# [Text to read]
◇ ◇ ◇ ◇ ◇

Sunday, April 26, 2009

six degrees

We were playing "six degrees" on Friday night.

I'm two degrees of separation away from a few musicians that I admire.

KS also pointed out to me that courtesy of a mutual friend, I am two or three degrees separated from every aboriginal writer in North America. And the one I admire the most is the parter of aforementioned mutual friend.

I am blessed.

The storms have passed, the air outside is fresh and cool. I'm sleeping with the windows open tonight. Perhaps the light breeze and distant thunder will colour my dreams.

Saturday, April 25, 2009

value village and good friends

First a side note: It's starting to warm up ever so slightly in Southwestern Ontario. My school age group immediately responded by shedding all their outerwear, and in some cases, stripping down to their undershirts for the six-block walk back to the day care at the end of the day. I don't find it that warm, personally, but they're old enough to add a layer when it gets warmer....

So yesterday I was playing basketball with a gap-toothed six-year old boy. Or trying to, as he really didn't understand the game and we had no net, but he brought his basketball and he was going to use it, so really we were chasing each other around the playground - he was traveling with the ball, and I was showing him how to dribble and pivot. I must have tired him out. For a brief moment this tiny person stopped, and said to me:

"Good thing I put on my deodorant today!"

That's why I still like working with kids after all these years.

Last night was supposed to be a housecleaning/writing night for me. Instead I went to Value Village.

I know I don't have much money. But I also don't have any summer clothes. I weighed 40 pounds more last summer than I do now. The few items I saved are suitable only for wearing as pajamas. And when my friend KS calls and asks me to accompany her to VV, I can never say no.

I love the woman. Intelligent, outspoken, beautiful...and she's merciless in the change room.

"Take that off, it does nothing for you"

"Here. Try this on. No, I mean it, try it on. I don't care if you don't wear dresses like that, just put it on and see what it looks like."

Which is why I own any dress at all beyond the "hippie-flowy" skirts that I wear in the summer time. I don't wear dresses. But there's this little black dress sitting in my closet that looks amazing on me.

I have no place to wear it, but no matter....

So last night KS and I did the usual. VV (in Cambridge this time) and coffee at her place to follow. We closed down VV once again - we have a habit of forgetting the time, and then we're frantically trying stuff on because there's fifteen minutes left before closing and the're going to kick us out soon. Not that we've ever been kicked out, but it's come close.

And then we curled up on her couch with our coffee mugs in out hands and talked far into the night. I love nights like this - intense conversations with good friends. With her, because after four years I can finally let my guard down and be myself. I live for them, which is why my house is a mess and no writing is done. She's my sounding board, she asks me all the tough questions that I'm afraid to answer. She laughs at me when I need to be laughed at. She has no pretense.

I went home at 2 am.

◇ ◇ ◇ ◇ ◇

# [Raw data]
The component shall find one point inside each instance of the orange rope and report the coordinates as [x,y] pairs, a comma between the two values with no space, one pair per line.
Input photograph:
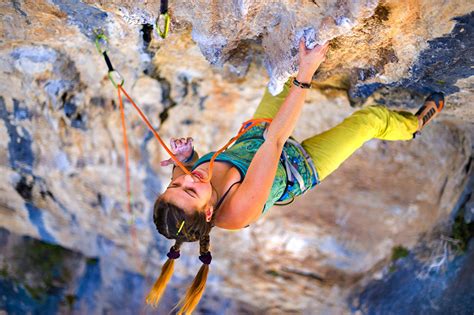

◇ ◇ ◇ ◇ ◇

# [What is needed]
Return the passage from the blog post that begins at the words "KS also pointed" and stops after the words "aforementioned mutual friend.", copied word for word.

# [The solution]
KS also pointed out to me that courtesy of a mutual friend, I am two or three degrees separated from every aboriginal writer in North America. And the one I admire the most is the parter of aforementioned mutual friend.